- [Job] Please pick out every line in the data below that contains the word "rock", and copy each of those lines in full. Case counts.

--- START Dataset content ---

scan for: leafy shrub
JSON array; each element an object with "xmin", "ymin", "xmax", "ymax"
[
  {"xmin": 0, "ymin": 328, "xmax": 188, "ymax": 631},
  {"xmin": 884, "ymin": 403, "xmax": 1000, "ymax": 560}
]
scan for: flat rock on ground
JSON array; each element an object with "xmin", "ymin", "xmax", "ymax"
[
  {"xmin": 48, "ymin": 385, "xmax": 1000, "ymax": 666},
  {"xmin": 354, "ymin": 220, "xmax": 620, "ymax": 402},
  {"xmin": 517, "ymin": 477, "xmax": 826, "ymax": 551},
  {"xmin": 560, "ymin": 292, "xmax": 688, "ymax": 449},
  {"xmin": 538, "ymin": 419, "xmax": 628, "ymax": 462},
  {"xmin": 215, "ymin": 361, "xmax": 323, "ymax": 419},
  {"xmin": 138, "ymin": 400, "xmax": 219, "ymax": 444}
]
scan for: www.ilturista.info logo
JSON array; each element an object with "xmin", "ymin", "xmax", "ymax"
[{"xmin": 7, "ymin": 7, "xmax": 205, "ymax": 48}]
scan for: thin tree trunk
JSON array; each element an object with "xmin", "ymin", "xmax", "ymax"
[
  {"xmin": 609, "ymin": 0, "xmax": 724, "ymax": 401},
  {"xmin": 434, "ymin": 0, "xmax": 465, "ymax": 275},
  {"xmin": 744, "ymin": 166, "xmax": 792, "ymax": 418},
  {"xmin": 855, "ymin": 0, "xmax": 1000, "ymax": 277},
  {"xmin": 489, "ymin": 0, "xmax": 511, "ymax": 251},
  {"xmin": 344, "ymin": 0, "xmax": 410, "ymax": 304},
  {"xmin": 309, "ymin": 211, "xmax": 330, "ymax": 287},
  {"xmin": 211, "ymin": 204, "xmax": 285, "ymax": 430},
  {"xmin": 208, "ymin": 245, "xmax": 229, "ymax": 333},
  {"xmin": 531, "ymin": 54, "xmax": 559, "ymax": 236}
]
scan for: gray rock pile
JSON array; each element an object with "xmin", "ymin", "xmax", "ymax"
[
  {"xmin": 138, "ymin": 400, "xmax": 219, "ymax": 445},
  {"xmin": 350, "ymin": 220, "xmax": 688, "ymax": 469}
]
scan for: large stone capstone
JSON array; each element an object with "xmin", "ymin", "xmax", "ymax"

--- END Dataset content ---

- [Task solution]
scan for: flat rock on ground
scan for: gray rock pile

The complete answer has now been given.